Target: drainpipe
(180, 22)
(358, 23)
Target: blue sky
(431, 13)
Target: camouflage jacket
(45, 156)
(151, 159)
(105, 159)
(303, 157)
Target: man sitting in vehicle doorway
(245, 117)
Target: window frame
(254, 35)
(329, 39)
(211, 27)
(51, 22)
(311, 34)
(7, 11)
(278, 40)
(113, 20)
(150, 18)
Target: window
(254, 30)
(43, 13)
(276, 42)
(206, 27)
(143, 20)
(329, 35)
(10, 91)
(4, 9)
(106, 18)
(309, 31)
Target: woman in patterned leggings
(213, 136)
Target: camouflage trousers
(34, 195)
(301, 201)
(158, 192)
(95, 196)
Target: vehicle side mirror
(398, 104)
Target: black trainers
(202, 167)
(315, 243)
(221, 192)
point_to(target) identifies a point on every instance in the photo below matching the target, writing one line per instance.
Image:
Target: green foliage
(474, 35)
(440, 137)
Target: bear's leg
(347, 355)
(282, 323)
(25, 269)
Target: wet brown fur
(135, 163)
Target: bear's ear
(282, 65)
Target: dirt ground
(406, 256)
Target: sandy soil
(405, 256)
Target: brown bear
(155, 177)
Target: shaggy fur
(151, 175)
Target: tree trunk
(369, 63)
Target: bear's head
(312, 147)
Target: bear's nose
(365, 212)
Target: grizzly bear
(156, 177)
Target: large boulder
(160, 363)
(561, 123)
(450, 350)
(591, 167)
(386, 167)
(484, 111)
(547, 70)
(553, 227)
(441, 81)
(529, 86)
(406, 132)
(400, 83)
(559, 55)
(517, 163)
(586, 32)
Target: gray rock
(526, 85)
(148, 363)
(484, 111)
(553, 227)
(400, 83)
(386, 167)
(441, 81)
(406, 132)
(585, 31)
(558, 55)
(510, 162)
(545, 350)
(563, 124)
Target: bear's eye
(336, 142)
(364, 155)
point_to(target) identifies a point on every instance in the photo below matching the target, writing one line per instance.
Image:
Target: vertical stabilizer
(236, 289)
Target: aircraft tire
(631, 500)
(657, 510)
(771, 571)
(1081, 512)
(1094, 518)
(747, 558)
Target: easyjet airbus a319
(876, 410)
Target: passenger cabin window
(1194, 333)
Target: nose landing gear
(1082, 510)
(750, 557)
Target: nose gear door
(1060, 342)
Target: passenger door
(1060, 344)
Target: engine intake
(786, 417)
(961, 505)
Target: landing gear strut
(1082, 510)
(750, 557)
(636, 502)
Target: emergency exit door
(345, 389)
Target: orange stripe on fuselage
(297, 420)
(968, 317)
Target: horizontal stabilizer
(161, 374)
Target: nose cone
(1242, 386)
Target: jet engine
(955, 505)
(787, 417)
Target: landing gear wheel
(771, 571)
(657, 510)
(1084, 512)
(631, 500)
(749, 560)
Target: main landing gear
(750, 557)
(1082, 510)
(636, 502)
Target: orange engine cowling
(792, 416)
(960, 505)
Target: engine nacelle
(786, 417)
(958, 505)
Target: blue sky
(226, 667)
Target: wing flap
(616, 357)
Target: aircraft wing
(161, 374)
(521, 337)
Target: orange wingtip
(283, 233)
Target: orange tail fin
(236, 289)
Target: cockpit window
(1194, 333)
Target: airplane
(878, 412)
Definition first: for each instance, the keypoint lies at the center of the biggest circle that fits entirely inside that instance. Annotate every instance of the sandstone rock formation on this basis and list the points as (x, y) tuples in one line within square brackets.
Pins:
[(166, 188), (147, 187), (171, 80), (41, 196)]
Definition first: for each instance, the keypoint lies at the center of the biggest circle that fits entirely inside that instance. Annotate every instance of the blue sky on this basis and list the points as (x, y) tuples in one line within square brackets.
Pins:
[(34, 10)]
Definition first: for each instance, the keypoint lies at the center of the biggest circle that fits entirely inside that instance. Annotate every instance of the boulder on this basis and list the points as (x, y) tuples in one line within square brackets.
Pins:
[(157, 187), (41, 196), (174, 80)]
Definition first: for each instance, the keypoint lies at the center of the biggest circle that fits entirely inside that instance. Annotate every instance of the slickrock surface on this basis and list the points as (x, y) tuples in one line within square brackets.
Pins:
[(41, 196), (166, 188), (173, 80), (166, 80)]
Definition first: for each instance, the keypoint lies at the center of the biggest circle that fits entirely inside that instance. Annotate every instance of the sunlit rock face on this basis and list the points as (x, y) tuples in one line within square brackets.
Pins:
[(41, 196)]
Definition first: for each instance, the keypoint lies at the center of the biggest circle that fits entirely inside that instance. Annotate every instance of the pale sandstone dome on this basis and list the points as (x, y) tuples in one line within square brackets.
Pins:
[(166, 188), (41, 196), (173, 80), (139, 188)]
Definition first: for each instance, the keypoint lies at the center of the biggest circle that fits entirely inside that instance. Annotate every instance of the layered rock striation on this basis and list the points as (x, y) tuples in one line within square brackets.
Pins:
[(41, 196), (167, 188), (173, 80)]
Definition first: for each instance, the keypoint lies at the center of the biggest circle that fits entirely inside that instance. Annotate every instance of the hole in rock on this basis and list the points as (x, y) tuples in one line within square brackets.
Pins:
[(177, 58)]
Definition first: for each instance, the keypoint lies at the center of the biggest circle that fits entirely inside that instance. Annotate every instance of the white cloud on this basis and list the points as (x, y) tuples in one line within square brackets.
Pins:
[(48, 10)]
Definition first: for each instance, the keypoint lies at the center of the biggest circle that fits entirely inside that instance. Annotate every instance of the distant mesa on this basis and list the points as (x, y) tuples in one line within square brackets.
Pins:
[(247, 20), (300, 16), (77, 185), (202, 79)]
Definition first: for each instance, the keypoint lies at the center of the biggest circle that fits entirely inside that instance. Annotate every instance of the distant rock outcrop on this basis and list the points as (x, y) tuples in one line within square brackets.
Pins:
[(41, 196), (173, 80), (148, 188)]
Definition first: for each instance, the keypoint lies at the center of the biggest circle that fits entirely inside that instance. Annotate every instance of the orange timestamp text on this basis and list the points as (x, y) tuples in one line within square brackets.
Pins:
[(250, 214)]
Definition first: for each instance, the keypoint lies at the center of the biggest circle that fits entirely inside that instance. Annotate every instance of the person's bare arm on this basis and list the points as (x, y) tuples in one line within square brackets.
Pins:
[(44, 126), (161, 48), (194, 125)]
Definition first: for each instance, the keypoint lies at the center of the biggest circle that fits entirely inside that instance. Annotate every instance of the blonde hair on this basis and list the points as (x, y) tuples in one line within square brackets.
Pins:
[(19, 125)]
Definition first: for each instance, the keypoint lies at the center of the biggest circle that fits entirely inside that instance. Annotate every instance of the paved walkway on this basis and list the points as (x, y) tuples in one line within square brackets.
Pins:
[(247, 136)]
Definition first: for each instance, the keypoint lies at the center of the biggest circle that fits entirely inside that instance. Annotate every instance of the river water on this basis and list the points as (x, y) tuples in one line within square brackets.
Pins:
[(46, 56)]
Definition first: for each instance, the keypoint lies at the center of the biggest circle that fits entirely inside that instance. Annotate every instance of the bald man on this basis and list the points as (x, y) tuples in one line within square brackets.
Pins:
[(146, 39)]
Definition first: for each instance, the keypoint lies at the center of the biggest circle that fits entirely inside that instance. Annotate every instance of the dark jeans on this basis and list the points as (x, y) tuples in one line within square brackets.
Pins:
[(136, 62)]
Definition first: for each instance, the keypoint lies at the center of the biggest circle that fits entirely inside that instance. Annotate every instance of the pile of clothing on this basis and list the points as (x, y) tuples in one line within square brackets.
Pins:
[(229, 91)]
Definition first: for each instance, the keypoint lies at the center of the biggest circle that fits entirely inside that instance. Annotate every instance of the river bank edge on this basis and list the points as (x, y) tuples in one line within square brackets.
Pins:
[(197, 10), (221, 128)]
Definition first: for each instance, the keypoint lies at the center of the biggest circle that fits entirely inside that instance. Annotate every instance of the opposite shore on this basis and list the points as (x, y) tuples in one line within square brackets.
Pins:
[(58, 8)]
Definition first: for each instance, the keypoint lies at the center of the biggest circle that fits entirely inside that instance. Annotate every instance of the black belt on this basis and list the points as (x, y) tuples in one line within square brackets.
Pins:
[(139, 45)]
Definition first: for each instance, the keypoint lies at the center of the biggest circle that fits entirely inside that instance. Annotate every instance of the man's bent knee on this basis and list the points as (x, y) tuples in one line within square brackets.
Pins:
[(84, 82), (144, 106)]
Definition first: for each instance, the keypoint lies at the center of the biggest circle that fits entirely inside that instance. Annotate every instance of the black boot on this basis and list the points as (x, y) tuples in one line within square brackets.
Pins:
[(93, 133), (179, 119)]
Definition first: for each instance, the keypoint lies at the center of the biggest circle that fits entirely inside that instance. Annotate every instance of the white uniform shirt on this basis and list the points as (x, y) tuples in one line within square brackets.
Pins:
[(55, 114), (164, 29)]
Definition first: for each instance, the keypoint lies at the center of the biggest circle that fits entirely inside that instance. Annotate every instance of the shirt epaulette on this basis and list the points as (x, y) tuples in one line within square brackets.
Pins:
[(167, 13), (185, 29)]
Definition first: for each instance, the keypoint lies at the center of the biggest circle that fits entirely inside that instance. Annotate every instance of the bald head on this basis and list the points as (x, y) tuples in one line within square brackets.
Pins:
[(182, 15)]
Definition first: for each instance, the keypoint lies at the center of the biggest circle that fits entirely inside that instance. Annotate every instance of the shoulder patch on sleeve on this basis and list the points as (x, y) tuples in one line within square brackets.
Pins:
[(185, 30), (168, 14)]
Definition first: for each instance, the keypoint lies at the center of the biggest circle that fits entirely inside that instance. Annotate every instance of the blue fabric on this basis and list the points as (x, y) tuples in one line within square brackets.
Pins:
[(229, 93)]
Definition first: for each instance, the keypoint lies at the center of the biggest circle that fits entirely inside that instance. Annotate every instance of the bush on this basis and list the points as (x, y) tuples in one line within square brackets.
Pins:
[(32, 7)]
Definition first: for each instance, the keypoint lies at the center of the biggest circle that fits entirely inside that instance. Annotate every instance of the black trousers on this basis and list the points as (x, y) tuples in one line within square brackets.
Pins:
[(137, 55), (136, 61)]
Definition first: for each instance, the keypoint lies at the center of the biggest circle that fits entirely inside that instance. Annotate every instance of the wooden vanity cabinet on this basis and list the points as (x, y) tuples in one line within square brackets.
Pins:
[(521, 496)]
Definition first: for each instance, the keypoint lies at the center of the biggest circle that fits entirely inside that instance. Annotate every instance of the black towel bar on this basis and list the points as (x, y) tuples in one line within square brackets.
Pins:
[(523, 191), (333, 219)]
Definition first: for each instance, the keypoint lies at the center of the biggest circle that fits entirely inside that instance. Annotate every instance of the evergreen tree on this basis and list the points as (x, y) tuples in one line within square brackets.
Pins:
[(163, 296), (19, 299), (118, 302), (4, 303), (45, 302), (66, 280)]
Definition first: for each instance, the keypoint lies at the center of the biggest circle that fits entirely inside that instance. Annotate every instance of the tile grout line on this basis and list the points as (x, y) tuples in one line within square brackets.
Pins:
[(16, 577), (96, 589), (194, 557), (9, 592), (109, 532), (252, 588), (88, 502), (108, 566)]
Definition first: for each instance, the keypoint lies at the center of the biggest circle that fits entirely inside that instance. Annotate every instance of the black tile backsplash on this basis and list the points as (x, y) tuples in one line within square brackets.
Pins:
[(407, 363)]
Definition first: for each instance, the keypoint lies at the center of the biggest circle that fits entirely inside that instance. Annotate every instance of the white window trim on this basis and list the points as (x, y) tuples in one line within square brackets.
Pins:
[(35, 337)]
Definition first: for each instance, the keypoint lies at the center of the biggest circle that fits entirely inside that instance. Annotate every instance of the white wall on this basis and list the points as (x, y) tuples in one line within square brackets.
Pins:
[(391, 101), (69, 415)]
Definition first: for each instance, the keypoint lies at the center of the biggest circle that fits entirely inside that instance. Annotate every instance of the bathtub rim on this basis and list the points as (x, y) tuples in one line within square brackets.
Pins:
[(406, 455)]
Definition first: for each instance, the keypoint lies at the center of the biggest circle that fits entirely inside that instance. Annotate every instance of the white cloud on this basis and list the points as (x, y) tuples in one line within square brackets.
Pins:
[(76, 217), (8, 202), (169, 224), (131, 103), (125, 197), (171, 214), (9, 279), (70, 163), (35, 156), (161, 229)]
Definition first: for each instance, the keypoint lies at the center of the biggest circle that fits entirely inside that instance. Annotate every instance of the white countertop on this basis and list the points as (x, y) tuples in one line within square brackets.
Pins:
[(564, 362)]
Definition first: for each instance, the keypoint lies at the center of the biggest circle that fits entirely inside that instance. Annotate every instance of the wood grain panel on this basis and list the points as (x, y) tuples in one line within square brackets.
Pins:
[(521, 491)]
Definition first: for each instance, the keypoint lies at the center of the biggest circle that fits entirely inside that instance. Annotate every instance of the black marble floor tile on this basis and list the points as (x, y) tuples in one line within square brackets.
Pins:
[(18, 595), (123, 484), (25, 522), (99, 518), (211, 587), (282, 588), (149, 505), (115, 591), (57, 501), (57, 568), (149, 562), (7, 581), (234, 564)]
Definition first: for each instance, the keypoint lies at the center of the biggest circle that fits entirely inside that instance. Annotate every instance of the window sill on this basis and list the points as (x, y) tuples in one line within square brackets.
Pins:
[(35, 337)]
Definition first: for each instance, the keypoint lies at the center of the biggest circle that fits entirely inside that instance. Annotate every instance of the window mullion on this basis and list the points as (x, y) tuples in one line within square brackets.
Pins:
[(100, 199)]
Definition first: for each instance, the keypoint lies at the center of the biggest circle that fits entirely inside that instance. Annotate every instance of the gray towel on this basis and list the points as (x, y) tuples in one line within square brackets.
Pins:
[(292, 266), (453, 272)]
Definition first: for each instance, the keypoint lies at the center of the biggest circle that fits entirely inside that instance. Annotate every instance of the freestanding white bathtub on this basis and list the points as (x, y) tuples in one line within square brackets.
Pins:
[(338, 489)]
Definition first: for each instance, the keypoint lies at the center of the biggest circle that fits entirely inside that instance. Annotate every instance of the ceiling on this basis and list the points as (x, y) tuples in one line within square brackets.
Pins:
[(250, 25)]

**Instructions to follow**
Starting from the line holding "of the freestanding", restate the remaining lines of the data word for word, including the last.

**Answer to this task**
Definition first: for each instance, the keypoint lies at the center of the biggest circle that fits entirely inside that instance. Annotate every instance of the freestanding white bathtub on this basis and list the points as (x, y) tuples in one line within square brackets.
Pins:
[(338, 489)]
Definition first: for each instance, the keypoint lies at the center of the biggest circle that fits entirely inside that instance. Annotate every instance of the ceiling on this basis and list the points as (x, y) tuples in one line within square brackets.
Pins:
[(250, 25)]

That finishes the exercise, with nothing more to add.